» **DOCUMENT EXCERPT**:

The foregoing is but an inadequate attempt at reflecting what fell from the Chief Justice in another passage in AVCO at ATC pp. 4249-4250; A.L.J.R. p. 671, where his Honour says:
``It does seem true to say, at least in general, that if an amount payable by a taxpayer is allowable as a deduction, then any increase or decrease in that amount caused by a variation in the rate of exchange is to be taken into account as an allowable deduction or as assessable income as the case may be: see the second of Murphy J.'s propositions in
Commercial and General Acceptance Ltd. v. F.C. of T., at ATC p. 4382; C.L.R. p. 386. In such a case, ex hypothesi the amount originally payable will not be of a capital nature. For example, there is no doubt that where the payment in connexion with which the gain or loss is made is the price of goods used by the appellant as trading stock the gain or loss will be of a revenue nature: see Texas Co. (Australasia) Ltd. v. F.C. of T. and International Nickel Australia Ltd. v. F.C. of T. However, expenditure may be deductible in some cases even if it is designed to secure an advantage of a capital nature.''
ATC 4556
Counsel for the Commissioner has rightly submitted that in arriving at a conclusion in the present case I must have regard to principles of general application enunciated in the joint judgment of Mason, Aickin and Wilson JJ. This of course I intend to seek to do. The general principles to which attention has thus been drawn are firstly that a loan and the repayment of a loan are generally an affair of capital (ATC p. 4255; A.L.J.R. p. 675C).

» **TO-DO LIST**:
(1) Answer these questions from the judgment excerpt on exchange-rate gains and losses.
(a) At which ATC pages of AVCO does the Chief Justice's quoted passage appear?
(b) Which judges gave the joint judgment whose general principles must be taken into account?
(c) In the quoted passage, when is there no doubt that the gain or loss will be of a revenue nature?
(2) Write the next few sentences of the judgment excerpt on exchange-rate gains and losses, starting after its last sentence.
The material placed after the judgment excerpt plays no part in any task.

» **MATERIAL SHOWN**:
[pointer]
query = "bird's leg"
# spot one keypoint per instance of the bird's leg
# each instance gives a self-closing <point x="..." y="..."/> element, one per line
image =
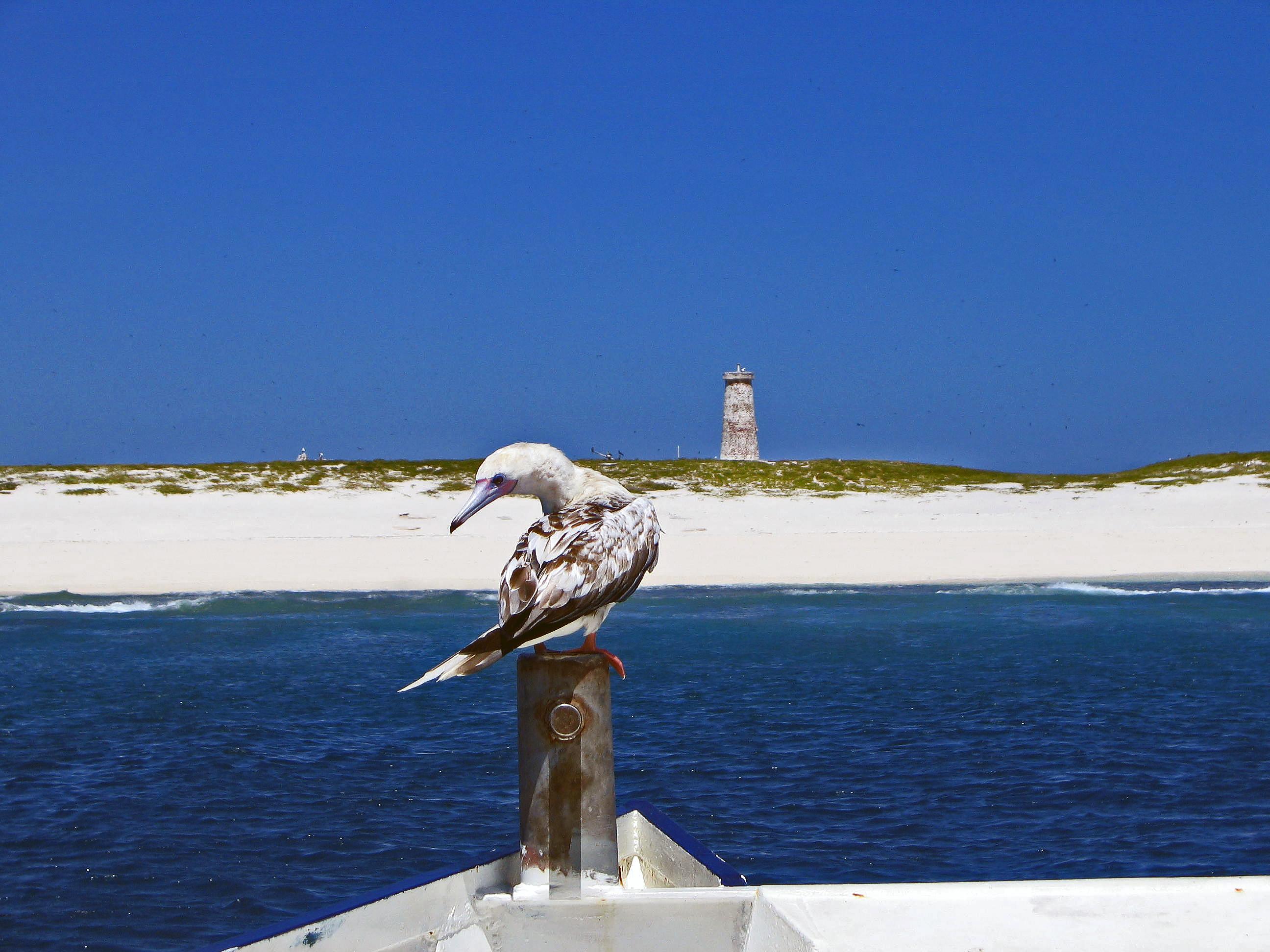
<point x="589" y="648"/>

» **ANSWERS GIVEN**:
(1)
(a) ATC pp. 4249-4250.
(b) Mason, Aickin and Wilson JJ.
(c) When the payment connected with the gain or loss is the price of goods the appellant uses as trading stock.

(2)
Secondly, their Honours approved the statement of Menzies J. in Caltex Limited v. F.C. of T. (1960) 106 C.L.R. 205 at p. 251, that:
``Borrowing money to carry on business or to pay liabilities incurred in carrying on business is prima facie to increase the capital employed in the business''
(ATC p. 4255; A.L.J.R. p. 675D).
Thirdly, their Honours referred to the dissenting judgment of Cartwright J. in
Tip Top Tailors Ltd. v. Minister of National Revenue (1958) 11 D.L.R. (2d) 289, where at p. 300 his Honour said:
``... in the case of a taxpayer carrying on a commercial undertaking such as that of the appellant, whose business is not that of dealing in foreign exchange or borrowing and lending money, a gain or loss related to dealings between borrower and lender is prima facie one of capital and not of income''
(ATC p. 4256; A.L.J.R. p. 675G).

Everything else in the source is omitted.